Task objective: Report every line of the data below that contains the word "wooden", treating case as significant.

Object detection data
>> start
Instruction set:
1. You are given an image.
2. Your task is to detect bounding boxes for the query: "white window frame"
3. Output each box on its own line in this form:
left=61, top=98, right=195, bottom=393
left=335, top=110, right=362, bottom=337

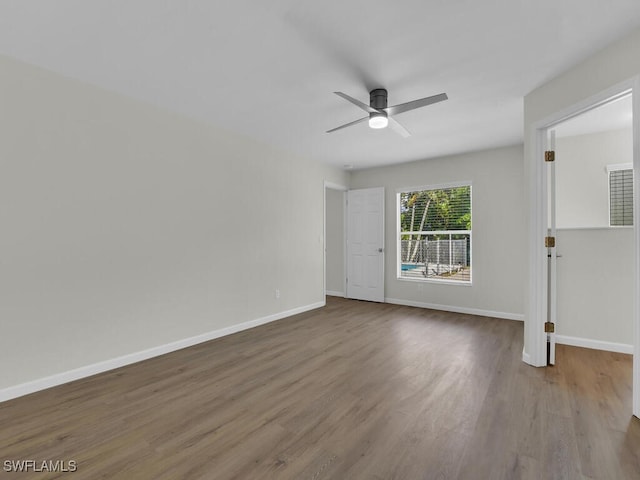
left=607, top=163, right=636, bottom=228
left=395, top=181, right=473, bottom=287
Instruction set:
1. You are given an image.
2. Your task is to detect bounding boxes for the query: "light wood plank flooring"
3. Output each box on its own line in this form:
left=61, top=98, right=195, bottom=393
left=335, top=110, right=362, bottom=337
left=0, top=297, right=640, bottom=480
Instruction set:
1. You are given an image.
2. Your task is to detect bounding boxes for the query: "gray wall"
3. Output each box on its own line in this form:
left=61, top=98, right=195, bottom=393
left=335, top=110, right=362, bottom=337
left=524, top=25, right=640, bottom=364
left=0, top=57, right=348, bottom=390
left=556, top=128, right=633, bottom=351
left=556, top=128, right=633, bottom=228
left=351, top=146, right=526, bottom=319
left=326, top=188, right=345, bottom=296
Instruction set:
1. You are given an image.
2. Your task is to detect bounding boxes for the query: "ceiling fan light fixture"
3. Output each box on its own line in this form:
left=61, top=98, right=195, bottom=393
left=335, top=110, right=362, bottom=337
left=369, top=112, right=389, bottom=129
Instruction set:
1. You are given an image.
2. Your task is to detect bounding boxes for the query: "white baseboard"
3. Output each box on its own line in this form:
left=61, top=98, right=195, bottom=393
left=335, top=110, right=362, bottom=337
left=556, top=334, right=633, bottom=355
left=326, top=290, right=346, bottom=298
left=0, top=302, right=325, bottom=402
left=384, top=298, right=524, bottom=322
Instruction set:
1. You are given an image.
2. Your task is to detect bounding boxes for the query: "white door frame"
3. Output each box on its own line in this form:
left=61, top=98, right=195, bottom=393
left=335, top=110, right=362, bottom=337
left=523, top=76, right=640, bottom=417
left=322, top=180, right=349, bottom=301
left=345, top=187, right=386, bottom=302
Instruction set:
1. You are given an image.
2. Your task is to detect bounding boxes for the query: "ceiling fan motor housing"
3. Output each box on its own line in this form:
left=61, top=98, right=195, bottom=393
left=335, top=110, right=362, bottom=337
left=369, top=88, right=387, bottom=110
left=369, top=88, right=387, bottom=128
>> end
>> start
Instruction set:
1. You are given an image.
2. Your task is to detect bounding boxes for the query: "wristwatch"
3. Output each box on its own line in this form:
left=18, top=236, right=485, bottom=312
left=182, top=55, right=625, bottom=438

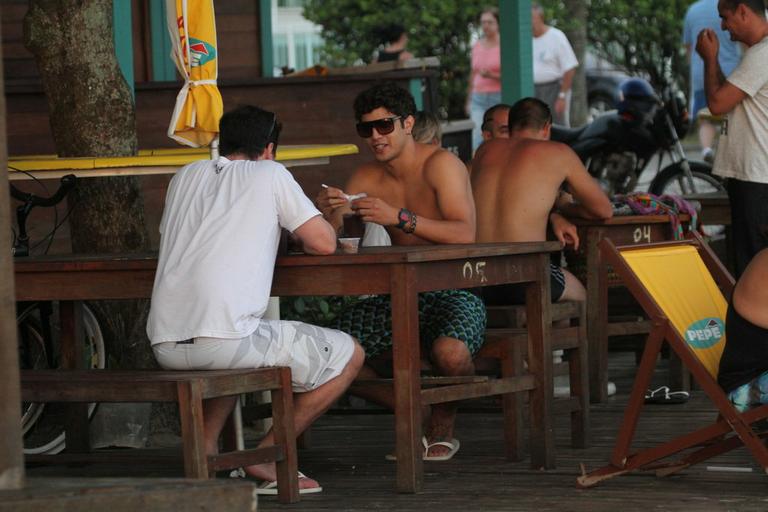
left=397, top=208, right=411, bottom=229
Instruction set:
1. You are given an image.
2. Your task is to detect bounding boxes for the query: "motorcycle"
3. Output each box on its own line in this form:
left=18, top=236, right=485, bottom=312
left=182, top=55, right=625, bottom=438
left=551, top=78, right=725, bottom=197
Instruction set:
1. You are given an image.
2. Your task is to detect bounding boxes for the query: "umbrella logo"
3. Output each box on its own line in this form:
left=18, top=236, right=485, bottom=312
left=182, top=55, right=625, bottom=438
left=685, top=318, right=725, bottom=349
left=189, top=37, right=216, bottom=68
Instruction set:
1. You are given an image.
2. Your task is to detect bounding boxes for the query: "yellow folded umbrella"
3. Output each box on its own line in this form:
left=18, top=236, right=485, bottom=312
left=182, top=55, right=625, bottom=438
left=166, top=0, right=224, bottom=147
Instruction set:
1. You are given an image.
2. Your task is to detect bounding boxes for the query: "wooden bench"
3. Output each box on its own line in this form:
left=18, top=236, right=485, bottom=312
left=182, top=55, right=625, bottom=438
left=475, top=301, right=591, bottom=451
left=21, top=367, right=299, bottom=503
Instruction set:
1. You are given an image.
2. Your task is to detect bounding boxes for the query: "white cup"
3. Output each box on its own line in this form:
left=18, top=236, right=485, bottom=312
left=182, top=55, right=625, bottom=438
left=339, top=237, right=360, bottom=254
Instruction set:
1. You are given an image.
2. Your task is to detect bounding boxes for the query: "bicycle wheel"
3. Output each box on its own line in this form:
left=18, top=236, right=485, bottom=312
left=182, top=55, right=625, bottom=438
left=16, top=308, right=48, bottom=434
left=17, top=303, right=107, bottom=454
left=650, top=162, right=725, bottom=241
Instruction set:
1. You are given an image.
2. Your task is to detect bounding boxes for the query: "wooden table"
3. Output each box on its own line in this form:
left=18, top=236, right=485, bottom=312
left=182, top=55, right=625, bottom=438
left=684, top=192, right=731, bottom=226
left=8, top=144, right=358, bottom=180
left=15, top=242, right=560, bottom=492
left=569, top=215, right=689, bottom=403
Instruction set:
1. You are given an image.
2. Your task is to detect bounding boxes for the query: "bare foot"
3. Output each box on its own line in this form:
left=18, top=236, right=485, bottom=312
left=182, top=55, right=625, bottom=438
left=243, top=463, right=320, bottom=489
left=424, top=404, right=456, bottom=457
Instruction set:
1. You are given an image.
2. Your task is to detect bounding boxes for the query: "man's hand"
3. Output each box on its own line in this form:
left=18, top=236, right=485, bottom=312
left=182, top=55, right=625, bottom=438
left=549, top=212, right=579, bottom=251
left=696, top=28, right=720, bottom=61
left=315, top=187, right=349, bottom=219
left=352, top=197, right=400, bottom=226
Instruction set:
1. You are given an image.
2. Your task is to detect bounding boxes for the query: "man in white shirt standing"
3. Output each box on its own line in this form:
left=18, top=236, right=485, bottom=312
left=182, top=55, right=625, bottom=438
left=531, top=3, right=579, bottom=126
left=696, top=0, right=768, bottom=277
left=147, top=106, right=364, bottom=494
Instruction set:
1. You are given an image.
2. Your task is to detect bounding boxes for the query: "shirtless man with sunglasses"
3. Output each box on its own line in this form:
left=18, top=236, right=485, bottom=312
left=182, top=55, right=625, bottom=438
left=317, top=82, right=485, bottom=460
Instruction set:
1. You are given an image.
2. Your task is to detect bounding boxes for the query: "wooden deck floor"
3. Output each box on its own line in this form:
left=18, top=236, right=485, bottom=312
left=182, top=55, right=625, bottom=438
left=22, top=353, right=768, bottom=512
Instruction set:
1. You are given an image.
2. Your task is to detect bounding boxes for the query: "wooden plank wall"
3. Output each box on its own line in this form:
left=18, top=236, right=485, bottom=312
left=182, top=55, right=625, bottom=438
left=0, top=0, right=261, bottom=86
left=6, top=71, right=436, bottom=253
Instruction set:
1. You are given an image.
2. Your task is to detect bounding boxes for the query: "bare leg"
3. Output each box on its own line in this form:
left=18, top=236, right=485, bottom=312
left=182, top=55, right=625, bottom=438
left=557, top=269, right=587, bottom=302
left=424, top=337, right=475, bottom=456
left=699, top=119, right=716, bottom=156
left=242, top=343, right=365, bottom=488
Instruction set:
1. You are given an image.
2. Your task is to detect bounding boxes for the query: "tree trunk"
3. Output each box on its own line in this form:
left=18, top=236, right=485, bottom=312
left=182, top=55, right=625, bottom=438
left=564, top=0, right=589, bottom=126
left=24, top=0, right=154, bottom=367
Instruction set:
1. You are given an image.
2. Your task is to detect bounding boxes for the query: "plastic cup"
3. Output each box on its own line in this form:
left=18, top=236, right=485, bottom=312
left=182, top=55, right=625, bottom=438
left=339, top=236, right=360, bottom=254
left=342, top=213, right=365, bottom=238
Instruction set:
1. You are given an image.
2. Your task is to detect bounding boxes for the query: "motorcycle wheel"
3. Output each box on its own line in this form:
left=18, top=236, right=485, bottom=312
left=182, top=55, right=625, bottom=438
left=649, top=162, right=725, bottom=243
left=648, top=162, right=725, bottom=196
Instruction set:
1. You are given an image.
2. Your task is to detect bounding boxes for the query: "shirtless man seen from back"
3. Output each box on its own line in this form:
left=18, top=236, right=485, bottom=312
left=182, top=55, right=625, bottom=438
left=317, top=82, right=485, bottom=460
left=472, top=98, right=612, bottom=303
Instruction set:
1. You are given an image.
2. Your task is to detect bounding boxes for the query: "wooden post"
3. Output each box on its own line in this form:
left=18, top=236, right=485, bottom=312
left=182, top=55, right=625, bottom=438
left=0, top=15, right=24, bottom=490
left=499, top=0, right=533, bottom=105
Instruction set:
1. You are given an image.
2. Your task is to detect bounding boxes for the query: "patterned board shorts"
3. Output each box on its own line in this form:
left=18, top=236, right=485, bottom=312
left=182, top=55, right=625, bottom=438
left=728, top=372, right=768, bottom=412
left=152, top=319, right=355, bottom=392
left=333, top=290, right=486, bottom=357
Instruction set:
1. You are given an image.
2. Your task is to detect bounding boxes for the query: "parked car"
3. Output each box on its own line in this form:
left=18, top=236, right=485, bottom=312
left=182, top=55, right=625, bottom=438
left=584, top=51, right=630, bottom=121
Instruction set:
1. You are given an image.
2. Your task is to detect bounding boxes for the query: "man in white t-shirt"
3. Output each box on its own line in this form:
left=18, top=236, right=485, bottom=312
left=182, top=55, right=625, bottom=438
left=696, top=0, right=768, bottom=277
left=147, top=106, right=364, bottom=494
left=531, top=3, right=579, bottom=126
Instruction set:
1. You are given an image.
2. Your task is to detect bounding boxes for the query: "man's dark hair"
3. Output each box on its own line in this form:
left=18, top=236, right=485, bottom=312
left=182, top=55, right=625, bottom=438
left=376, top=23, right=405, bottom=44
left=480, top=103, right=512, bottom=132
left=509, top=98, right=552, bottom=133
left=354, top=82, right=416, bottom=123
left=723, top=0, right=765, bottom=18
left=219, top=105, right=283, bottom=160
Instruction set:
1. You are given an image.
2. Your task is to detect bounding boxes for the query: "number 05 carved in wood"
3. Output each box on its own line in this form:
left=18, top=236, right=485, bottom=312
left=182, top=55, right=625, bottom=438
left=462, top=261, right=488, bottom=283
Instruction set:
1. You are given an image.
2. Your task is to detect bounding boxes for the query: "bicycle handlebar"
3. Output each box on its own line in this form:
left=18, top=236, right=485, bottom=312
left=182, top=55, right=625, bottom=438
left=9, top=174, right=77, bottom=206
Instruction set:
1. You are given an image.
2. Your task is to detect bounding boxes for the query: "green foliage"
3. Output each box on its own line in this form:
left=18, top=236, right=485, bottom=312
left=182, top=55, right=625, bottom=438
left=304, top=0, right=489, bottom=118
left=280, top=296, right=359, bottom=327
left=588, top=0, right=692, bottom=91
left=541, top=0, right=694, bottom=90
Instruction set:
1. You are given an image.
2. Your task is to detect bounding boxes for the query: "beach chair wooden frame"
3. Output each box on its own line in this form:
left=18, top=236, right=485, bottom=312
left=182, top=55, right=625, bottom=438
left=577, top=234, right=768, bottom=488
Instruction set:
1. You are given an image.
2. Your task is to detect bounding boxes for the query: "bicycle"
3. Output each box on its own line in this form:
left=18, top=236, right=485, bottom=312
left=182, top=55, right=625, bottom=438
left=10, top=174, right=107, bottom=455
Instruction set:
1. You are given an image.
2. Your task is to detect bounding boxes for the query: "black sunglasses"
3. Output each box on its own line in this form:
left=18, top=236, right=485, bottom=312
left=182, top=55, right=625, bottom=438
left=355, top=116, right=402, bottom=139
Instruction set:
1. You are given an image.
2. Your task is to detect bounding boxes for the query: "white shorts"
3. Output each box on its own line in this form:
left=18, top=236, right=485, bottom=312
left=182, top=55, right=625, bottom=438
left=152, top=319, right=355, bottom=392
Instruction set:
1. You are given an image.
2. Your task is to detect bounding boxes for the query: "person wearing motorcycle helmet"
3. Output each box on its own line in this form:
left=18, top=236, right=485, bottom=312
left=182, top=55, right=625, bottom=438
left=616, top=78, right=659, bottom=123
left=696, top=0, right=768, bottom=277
>> end
Written response:
2. Your task is to detect bounding boxes for the query: "wooden bench"
2. Your task is to detect bounding boxes for the query: "wooden table"
2. Your task is to detect bounding boxes for the query: "wooden deck floor"
2. Your task is to detect bounding boxes for the query: "wooden plank wall"
2. Your task is to detect bounding boxes for the query: "wooden post"
2. Your task is to detect bounding boxes for the query: "beach chair wooden frame"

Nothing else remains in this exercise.